Collected data
-------
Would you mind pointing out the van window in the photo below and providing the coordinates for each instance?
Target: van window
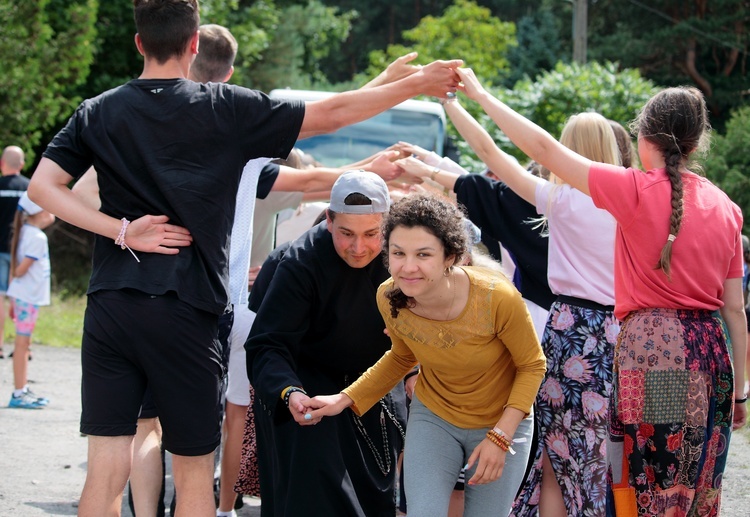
(417, 122)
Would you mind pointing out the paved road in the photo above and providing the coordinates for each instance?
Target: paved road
(43, 457)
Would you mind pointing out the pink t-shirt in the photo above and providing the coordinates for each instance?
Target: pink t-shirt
(707, 251)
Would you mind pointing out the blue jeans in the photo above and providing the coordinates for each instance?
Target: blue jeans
(434, 454)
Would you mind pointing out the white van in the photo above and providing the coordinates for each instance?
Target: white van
(417, 122)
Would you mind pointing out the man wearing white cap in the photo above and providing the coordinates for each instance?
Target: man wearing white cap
(317, 328)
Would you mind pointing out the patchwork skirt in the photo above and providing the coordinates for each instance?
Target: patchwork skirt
(672, 404)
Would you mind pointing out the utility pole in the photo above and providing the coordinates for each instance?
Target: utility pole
(580, 21)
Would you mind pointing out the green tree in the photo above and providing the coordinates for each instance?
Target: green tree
(465, 30)
(305, 35)
(554, 96)
(46, 52)
(703, 42)
(728, 163)
(538, 48)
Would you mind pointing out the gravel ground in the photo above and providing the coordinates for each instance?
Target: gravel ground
(43, 456)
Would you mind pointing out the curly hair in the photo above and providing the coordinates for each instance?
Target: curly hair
(437, 216)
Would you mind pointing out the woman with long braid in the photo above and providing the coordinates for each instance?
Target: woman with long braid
(679, 361)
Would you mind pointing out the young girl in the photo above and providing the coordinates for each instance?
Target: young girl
(570, 466)
(480, 364)
(678, 263)
(29, 288)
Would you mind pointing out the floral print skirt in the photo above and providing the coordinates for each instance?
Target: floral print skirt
(672, 409)
(571, 408)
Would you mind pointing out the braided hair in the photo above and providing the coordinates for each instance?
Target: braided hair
(675, 121)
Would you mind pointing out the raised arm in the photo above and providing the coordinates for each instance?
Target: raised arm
(49, 189)
(398, 69)
(343, 109)
(503, 165)
(534, 141)
(419, 169)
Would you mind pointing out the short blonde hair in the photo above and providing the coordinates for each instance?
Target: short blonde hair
(590, 135)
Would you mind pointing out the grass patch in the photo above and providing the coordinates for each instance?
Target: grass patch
(59, 324)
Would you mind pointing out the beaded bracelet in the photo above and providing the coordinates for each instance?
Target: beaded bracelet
(501, 437)
(287, 393)
(120, 240)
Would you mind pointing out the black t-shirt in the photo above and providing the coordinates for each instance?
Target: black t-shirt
(12, 188)
(505, 216)
(177, 148)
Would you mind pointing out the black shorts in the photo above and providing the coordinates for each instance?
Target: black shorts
(132, 340)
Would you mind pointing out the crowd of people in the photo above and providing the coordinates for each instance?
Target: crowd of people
(495, 343)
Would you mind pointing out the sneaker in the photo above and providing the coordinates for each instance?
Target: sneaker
(42, 400)
(25, 401)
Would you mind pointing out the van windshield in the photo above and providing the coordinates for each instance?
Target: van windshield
(356, 142)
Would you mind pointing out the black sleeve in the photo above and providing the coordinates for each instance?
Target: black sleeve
(282, 321)
(67, 148)
(268, 127)
(267, 178)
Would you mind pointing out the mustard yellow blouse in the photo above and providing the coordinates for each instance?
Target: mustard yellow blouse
(471, 367)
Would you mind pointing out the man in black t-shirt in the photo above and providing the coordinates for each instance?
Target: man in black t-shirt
(12, 186)
(162, 144)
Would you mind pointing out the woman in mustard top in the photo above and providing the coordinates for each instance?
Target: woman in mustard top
(480, 364)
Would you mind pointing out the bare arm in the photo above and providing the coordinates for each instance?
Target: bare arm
(87, 188)
(503, 165)
(399, 69)
(419, 169)
(733, 313)
(343, 109)
(49, 189)
(534, 141)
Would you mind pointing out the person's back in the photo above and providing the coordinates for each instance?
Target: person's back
(196, 192)
(695, 281)
(12, 187)
(317, 329)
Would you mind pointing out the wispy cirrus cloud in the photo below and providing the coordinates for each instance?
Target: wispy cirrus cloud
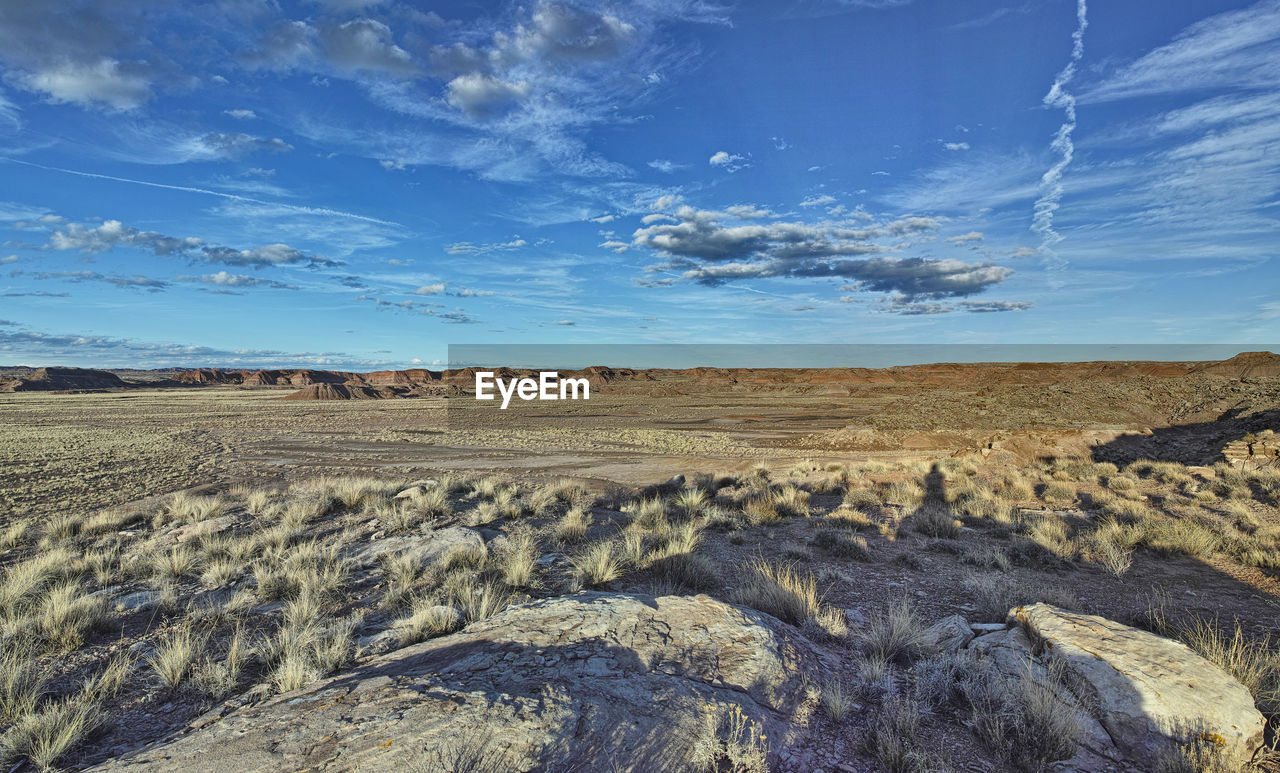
(455, 316)
(136, 282)
(106, 351)
(1051, 183)
(112, 234)
(1238, 49)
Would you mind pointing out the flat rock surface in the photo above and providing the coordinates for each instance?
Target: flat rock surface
(574, 682)
(1148, 690)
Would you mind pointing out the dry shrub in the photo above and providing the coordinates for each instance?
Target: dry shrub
(995, 594)
(894, 634)
(841, 545)
(935, 520)
(780, 590)
(599, 565)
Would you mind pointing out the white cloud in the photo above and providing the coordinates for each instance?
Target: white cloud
(366, 45)
(9, 111)
(731, 161)
(1234, 49)
(113, 233)
(481, 95)
(469, 248)
(703, 247)
(664, 167)
(103, 82)
(225, 279)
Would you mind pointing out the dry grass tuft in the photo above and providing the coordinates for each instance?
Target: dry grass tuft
(572, 527)
(599, 565)
(781, 591)
(894, 634)
(428, 620)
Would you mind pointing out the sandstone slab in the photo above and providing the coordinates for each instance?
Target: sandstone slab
(576, 682)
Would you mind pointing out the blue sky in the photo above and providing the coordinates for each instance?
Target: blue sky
(360, 183)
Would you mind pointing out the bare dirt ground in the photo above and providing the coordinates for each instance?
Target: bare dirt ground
(96, 449)
(1036, 456)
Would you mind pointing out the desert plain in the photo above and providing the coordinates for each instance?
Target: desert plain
(944, 567)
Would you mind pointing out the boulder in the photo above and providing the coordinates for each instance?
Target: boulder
(577, 682)
(1148, 693)
(950, 634)
(424, 549)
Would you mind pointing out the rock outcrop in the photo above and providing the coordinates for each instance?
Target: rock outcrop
(1253, 452)
(575, 682)
(1147, 693)
(56, 379)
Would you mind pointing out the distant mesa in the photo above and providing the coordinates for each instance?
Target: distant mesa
(420, 382)
(1246, 365)
(63, 379)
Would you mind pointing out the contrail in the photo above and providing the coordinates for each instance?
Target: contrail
(208, 192)
(1051, 183)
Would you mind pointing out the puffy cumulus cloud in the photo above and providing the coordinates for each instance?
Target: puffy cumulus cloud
(553, 33)
(112, 233)
(103, 82)
(366, 45)
(973, 236)
(703, 234)
(284, 46)
(923, 278)
(266, 255)
(91, 55)
(727, 161)
(481, 95)
(713, 247)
-------
Brief:
Repeat exactly the lines from the line containing "Would you mind pointing out the distant" through the last line of the records above, including both, and nothing else.

Result for this exercise:
Would you mind pointing out the distant mesa in the photo above and providing the coordinates for each instance?
Target: distant mesa
(420, 382)
(1246, 365)
(63, 379)
Would you mind pointing out the contrail in the photo above and providing the coordinates for each instance?
Target: contrail
(208, 192)
(1051, 183)
Would you mind pointing out the puffy cumulus cloud in the photo above and providing the coordinates for each instance?
Target: puffy cumulus cloud
(553, 33)
(112, 233)
(103, 82)
(366, 45)
(973, 236)
(703, 234)
(284, 46)
(923, 278)
(266, 255)
(91, 55)
(727, 161)
(481, 95)
(713, 247)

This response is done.